*A block of data*.
────────────────
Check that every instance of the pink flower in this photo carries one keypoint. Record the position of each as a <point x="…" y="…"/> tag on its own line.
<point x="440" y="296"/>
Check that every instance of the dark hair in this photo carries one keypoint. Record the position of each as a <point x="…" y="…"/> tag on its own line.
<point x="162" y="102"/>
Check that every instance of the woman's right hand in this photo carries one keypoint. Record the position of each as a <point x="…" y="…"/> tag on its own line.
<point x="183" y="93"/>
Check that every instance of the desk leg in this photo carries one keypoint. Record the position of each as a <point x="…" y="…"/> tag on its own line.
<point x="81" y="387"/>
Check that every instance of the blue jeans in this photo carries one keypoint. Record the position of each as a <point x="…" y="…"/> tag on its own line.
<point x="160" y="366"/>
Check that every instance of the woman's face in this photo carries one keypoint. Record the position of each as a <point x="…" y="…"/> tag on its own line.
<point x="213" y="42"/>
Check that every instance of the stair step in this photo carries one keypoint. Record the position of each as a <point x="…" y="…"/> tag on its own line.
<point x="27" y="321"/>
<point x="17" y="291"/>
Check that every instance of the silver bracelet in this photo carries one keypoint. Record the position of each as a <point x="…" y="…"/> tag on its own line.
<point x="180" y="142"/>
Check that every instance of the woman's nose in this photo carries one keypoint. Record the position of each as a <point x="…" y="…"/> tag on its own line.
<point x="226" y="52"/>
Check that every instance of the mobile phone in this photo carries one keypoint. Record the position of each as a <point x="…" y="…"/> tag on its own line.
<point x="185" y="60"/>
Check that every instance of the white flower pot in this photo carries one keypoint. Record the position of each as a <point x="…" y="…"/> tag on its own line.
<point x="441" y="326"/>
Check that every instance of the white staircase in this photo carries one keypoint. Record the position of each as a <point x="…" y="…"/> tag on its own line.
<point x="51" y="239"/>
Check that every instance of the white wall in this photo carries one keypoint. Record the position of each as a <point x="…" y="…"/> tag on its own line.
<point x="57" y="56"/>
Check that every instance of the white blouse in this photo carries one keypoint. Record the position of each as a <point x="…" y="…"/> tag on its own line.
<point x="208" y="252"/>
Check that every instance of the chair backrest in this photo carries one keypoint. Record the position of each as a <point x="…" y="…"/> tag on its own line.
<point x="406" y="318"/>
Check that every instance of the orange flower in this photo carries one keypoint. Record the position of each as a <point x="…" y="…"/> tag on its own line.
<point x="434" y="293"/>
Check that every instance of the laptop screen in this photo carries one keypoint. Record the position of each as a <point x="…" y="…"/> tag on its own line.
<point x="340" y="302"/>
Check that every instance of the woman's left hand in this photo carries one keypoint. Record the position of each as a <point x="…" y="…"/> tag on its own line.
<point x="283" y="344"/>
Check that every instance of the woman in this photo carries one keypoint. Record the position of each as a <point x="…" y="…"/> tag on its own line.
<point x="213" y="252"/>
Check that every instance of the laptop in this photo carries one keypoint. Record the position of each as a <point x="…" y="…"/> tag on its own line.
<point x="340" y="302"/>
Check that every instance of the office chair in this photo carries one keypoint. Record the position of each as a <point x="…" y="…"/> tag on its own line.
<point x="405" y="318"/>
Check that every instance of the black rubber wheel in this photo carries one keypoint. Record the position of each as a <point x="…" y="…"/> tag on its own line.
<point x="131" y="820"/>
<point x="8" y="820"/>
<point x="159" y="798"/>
────────────────
*What to produce*. Restate every record exactly, leaving nothing out.

*Answer to the exercise*.
Check that every instance of the pink flower in this photo carries one keypoint. Record the position of each as a <point x="…" y="…"/> tag on its own line.
<point x="440" y="296"/>
Check that every instance of the dark hair in this photo carries one keypoint. Record the position of each as a <point x="…" y="…"/> tag on its own line.
<point x="162" y="102"/>
Check that every instance of the woman's right hand in this photo carries one keypoint. Record the position of each as a <point x="…" y="…"/> tag on its own line.
<point x="183" y="93"/>
Check that every instance of the desk leg in this photo carries one keypoint. Record the position of each as a <point x="…" y="…"/> tag on its own line.
<point x="81" y="387"/>
Check that every instance of the blue jeans in this photo carries one keypoint. Record the position of each as a <point x="…" y="…"/> tag on its own line.
<point x="160" y="366"/>
Check that every instance of the woman's face in this photo carries one keypoint. Record the position of each as a <point x="…" y="…"/> tag on its own line.
<point x="213" y="42"/>
Check that every instance of the stair step in this photo carries one keypoint. Record the position of each as a <point x="…" y="…"/> tag on its own line.
<point x="27" y="321"/>
<point x="17" y="291"/>
Check that every instance of the silver bracelet in this photo carries one keypoint. Record the position of each as a <point x="…" y="…"/> tag on its own line.
<point x="180" y="142"/>
Check that every instance of the woman's nose in this photo carries one keypoint. Record the position of each as a <point x="…" y="…"/> tag on its own line.
<point x="226" y="52"/>
Check that every instance of the mobile phone in this photo carries one keypoint. Record the position of each as a <point x="…" y="…"/> tag on its own line.
<point x="185" y="60"/>
Check that every instance of the white flower pot in this photo carries one keypoint. Record the position of each as a <point x="…" y="…"/> tag on its own line.
<point x="441" y="326"/>
Check that every instance of the white staircase in this photo carries one keypoint. Record the position of each as a <point x="…" y="…"/> tag on its own line.
<point x="51" y="239"/>
Check that every instance of the white wall in this photo carries one keypoint. Record the position of each as a <point x="…" y="…"/> tag on its own line.
<point x="57" y="56"/>
Check that every instance of the white blouse in this photo carries one keypoint. Record the position of each as a <point x="…" y="…"/> tag on its own line.
<point x="208" y="252"/>
Check that every instance of the chair backrest in this photo carries one keypoint. Record the position of each as a <point x="…" y="…"/> tag on its own line.
<point x="406" y="318"/>
Check that every instance of the orange flower in this photo carries one keypoint. Record the position of each as a <point x="…" y="…"/> tag on its own line.
<point x="434" y="293"/>
Check that every instance of the laptop screen in this photo carries one keypoint. Record the position of each as a <point x="…" y="…"/> tag on its own line.
<point x="340" y="302"/>
Check that every instance of the woman's left hand in this photo carries one keypoint. Record the position of each as a <point x="…" y="…"/> tag on its own line.
<point x="283" y="344"/>
Check that every instance of the woman in this photo carries one keypoint. Record the position of each as a <point x="…" y="…"/> tag on its own line.
<point x="213" y="252"/>
Check that every instance of the laptop in this photo carries one keypoint. Record the position of each as a <point x="…" y="…"/> tag on its own line.
<point x="340" y="302"/>
Check that every instance of the office chair in this photo carries one keypoint. Record the position of each as a <point x="…" y="…"/> tag on its own line.
<point x="405" y="318"/>
Check that every instance of the black rubber wheel in this photo carries one keypoint. Record the position of each as a <point x="…" y="…"/> tag on its own line.
<point x="131" y="820"/>
<point x="8" y="820"/>
<point x="159" y="798"/>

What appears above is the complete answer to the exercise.